Exactly the lines from the one with "# mark a point" through the end of the material are to be output, both included, with no other text.

Content starts

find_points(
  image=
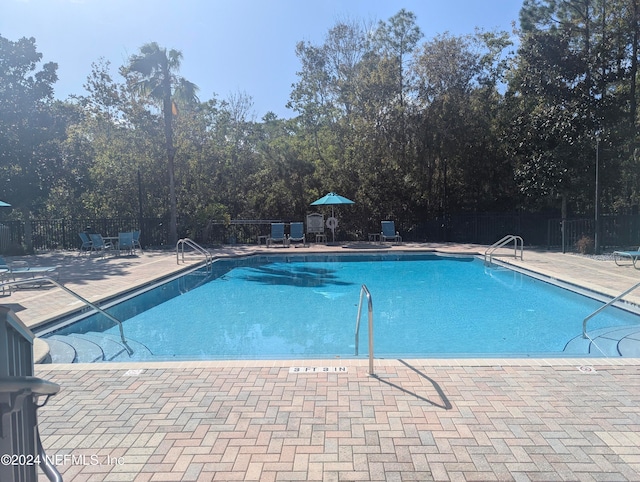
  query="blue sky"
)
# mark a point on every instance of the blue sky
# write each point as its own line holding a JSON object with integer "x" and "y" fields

Content ends

## Finished exercise
# mark a point on every instance of the blue sky
# write each point as its own line holding a JSON object with integer "x" and "y" fields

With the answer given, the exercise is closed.